● **Extract provided**
Day Eleven was one I was dreading. My first day back after a few days off, and I was convinced I was going to hit a roadblock and not want to listen at all. I am very pleased to report that I was wrong.

 

1. One For My Baby (and One More For The Road) – Frank Sinatra

Ahh, Sinatra; the good stuff. You want to hear a true classic, you let Sinatra’s voice fill your room. If you say you don’t want to dance or sing, you’re a dirty liar. This track was his breakthrough from teen sensation to icon, and it is fabulous. There is so much conviction and emotion behind Sinatra’s voice, that it is a truly memorable song.

2. Le poinçonneur des Lilas – Serge Gainsbourg

The piano melody featured is familiar, but I am almost positive I’ve never heard the actual song before. I found myself enjoying it, especially because it produced a feeling of nostalgia in me; I felt like I was back in French class while my teacher tried to “immerse” us in French culture. Serge Gainsbourg’s rapid French only adds to the song’s charm, surprisingly.

● **Data provided**
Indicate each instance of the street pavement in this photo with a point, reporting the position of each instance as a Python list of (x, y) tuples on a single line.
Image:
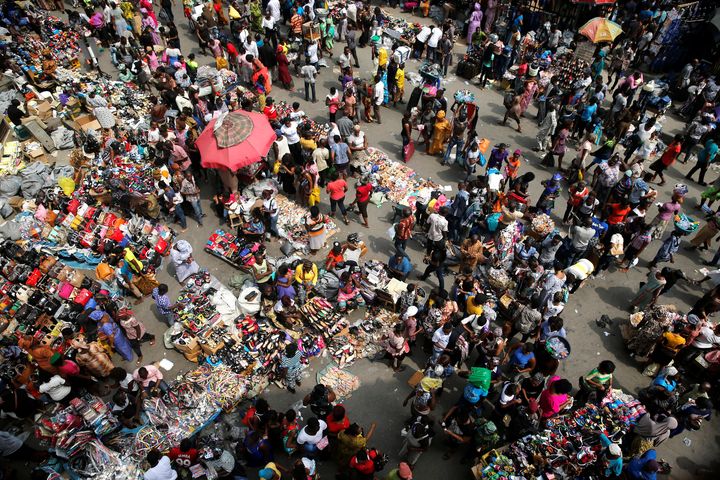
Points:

● **Exercise description**
Rewrite the passage of the Day Eleven song review starting with "The piano melody" and going on through "song’s charm, surprisingly.", putting "guitar melody" in place of "piano melody".

● **Correct output**
The guitar melody featured is familiar, but I am almost positive I’ve never heard the actual song before. I found myself enjoying it, especially because it produced a feeling of nostalgia in me; I felt like I was back in French class while my teacher tried to “immerse” us in French culture. Serge Gainsbourg’s rapid French only adds to the song’s charm, surprisingly.